===== DATA FOR PROCESSING

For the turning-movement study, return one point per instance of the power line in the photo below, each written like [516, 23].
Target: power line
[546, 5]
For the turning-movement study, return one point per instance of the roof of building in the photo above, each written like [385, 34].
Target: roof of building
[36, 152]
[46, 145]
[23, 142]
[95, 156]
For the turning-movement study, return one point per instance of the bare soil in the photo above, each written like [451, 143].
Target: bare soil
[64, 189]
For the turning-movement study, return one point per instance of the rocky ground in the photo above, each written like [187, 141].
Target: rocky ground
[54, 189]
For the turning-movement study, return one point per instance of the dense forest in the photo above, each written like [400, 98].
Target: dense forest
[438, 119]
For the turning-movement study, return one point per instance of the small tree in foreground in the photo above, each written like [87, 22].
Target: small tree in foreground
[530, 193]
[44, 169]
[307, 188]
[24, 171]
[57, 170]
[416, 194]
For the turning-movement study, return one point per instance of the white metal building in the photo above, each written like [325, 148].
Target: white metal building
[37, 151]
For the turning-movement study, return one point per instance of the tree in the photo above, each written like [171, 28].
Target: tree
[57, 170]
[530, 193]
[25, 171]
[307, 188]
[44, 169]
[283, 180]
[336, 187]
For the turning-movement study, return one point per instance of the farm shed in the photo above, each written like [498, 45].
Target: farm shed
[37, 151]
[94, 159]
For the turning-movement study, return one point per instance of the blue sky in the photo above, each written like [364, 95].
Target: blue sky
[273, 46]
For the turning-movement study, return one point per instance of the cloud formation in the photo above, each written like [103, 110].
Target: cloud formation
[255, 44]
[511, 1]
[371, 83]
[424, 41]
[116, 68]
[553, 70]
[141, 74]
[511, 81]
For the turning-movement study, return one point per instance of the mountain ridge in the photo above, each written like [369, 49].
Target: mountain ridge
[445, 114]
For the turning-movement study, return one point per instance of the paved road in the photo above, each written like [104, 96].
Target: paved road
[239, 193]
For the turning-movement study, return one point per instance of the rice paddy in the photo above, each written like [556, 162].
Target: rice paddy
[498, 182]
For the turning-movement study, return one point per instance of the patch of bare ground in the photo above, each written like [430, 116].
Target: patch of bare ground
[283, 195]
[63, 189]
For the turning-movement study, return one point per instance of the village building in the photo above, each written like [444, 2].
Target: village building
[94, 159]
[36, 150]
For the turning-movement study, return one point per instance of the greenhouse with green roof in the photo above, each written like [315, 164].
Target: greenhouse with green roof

==========

Copy out all the records above with "turning-movement study" changed to "land-cover survey" wherever it occurs, leaving everything else unchanged.

• _TASK ANSWER_
For the land-cover survey, return one point per instance of the power line in the photo below, each written like [516, 23].
Target: power line
[546, 5]
For the land-cover survey, return one point per instance of the roof of building in the photo above, each written like [385, 34].
Target: roof of building
[36, 152]
[46, 145]
[23, 142]
[95, 156]
For the land-cover survey, return one point per instance of the bare soil in the photo above, each written like [451, 143].
Target: bare soil
[64, 189]
For the land-cover survey, return one point per instance of the rocky ground in the photo above, each written like [187, 141].
Target: rocky ground
[54, 189]
For the land-cover survey, return one point per instance of the dense forest in the photo above, each written like [400, 98].
Target: dense forest
[438, 119]
For the land-cover survey, return one point per instance of the small tree in foreground in the photo above, each written like [87, 22].
Target: small tree in foreground
[530, 193]
[44, 169]
[307, 188]
[24, 171]
[57, 170]
[416, 194]
For the land-cover survey, return one point per instance of the white metal building in the photo above, each written like [325, 148].
Target: white metal building
[37, 151]
For the land-cover survey, return one point per instance of the tree in the photo above, each written like [171, 28].
Target: tree
[57, 170]
[530, 193]
[25, 171]
[307, 188]
[44, 169]
[283, 180]
[336, 187]
For the land-cover survey, return one point per instance of the farm shed in the photo above, each written like [498, 45].
Target: farm shed
[37, 151]
[94, 159]
For the land-cover survey, return one point per instance of the blue sky in the photo above, each written like [364, 95].
Target: blue sky
[273, 46]
For the land-cover survey, return one point per instance of the cloud formation in the photo above, each written like [103, 110].
Target: cloud formation
[255, 44]
[511, 1]
[371, 83]
[424, 41]
[116, 68]
[553, 70]
[141, 74]
[511, 81]
For the land-cover survey, return one point per instance of the mountain ridge in the photo above, each written like [369, 49].
Target: mountain ridge
[445, 114]
For the land-cover survey, return one point per instance of the paved road in the photo above, each written like [104, 96].
Target: paved road
[239, 193]
For the land-cover survey, return one point per instance of the rice paddy in the photo above, each written like [556, 162].
Target: rice paddy
[498, 182]
For the land-cover survey, return one point per instance of the patch of bare ground in the photo above, each written like [430, 116].
Target: patch of bare ground
[283, 195]
[63, 189]
For the land-cover survey, return one point per instance of the village building in the photo above, each written like [444, 2].
Target: village building
[94, 159]
[36, 150]
For the land-cover survey, return one point per instance of the greenhouse with green roof in the photo above, each written like [315, 164].
Target: greenhouse with green roof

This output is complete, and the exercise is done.